== Text passage

Hypnotherapy for Couples

Judie Brierly - Wednesday, February 24, 2010
Hypnotherapy for Couples

By the time a couple comes to therapy for a broken marriage, they have been in a stressful situation for a long time. They may have seen one or more counselors along the bumpy road, and hypnotherapy is often a "last resort."  I often have one party to the marriage seek me out privately and cry out "just fix him/or her and make it go back the way it was." That request is like putting toothpaste back in the tube, once out, it won't go back!  So I offer a new solution, "your old marriage is not working or you would not be here. how about a fresh new start?" So instead of just doing normal therapy and fixing the immediate problem, I work harder by using both sides of the brain to sort out the steps that led the couple to my office and "learn" from the mistakes. I start with the basic intake to see where the stressors are lying: Finances, life changes, kids moving out, pregnancies, affairs, drugs, alcohol etc. I then ask them what they do to take care of their health. Are they eating well, exercising, sleeping? I often suggest amino acids as their brain neurotransmitters levels are usually low in stressful situations. The amino acids are specific fuels used to create natural "feel good" chemicals in the body. Usually Phenylalaine, GABA, and Trytophan can restore norepinephrine and serotonin;  the feel good chemicals of the brain.

If my clients don't feel good, they cannot put up with even the smallest amount of stress? Deep diaphram breathing is taught to break tension, learning how to control emotions, stopping throughts before they fly out of the mouth is part of the program,. Finally putting all the problems out on the table and concentrating on solutions and how things can be better

If my couples are willing to work and want the marriage to succeed and get better, it usually does.  I always ask, how bad do you want to fix the problem, and what are you willing to do on your part to make things better.  I then stand back and let them come up with their own solutions.  This is where hypnotherapy comes into play.

In a tense stressful situation where both sides are defensive, I often do not get much cooperation from the conscious, judgemental portion of the brain because it is holding on to its point of view and fighting for it.  When my couples are hypnotized, they relax, they let go of their prejudices and righteous stances and go to the creative subconscious where they can see possible solutions.  I guide them through memories of good times and how they would like it to be,, but they usually do most of the visualization.  Hypnosis does not mean a lot of chatter.  Sometimes just setting the stage, offering a scenario and being quiet is all that is necessary.  The subconscious mind will go where it wants to go and find solutions to the problems.

I find that using hypnosis along with traditional therapy is the best combination of therapy that I can offer my clients.  It is easier on them, more effective and they usually solve their problems (or quit immediately)  If there is hope, they will find the way with their eyes closed!

====
== Record extracts

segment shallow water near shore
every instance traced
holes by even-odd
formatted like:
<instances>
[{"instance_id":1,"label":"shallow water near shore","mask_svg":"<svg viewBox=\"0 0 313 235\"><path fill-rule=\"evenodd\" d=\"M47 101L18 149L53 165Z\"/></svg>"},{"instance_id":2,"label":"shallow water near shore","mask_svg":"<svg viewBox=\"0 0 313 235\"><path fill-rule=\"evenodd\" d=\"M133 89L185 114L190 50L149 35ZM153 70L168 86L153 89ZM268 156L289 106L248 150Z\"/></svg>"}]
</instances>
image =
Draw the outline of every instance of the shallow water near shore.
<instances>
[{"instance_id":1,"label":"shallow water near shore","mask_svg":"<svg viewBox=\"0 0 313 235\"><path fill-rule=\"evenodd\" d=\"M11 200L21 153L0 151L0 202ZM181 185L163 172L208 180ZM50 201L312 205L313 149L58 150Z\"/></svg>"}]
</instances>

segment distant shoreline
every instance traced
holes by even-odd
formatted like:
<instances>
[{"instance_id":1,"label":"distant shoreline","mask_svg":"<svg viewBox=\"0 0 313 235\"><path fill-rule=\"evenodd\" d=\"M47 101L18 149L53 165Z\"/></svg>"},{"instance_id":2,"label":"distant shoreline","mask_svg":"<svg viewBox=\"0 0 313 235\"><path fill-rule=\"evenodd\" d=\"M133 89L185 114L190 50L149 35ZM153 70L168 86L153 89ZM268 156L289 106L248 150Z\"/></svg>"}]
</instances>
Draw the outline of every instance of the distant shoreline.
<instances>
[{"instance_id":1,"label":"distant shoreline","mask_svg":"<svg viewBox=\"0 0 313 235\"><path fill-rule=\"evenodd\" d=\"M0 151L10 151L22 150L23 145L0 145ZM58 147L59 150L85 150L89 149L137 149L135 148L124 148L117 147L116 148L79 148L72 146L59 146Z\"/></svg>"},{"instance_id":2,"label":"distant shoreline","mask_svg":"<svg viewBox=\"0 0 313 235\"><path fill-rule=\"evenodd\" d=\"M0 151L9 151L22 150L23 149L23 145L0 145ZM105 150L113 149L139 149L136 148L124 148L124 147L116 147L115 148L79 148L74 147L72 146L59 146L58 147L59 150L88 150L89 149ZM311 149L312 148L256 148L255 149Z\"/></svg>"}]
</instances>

====

Exercise requirements: From the text on hypnotherapy for couples, write out the part starting with "If my clients" and going on through "comes into play.", word for word.

Written response:
If my clients don't feel good, they cannot put up with even the smallest amount of stress? Deep diaphram breathing is taught to break tension, learning how to control emotions, stopping throughts before they fly out of the mouth is part of the program,. Finally putting all the problems out on the table and concentrating on solutions and how things can be better

If my couples are willing to work and want the marriage to succeed and get better, it usually does.  I always ask, how bad do you want to fix the problem, and what are you willing to do on your part to make things better.  I then stand back and let them come up with their own solutions.  This is where hypnotherapy comes into play.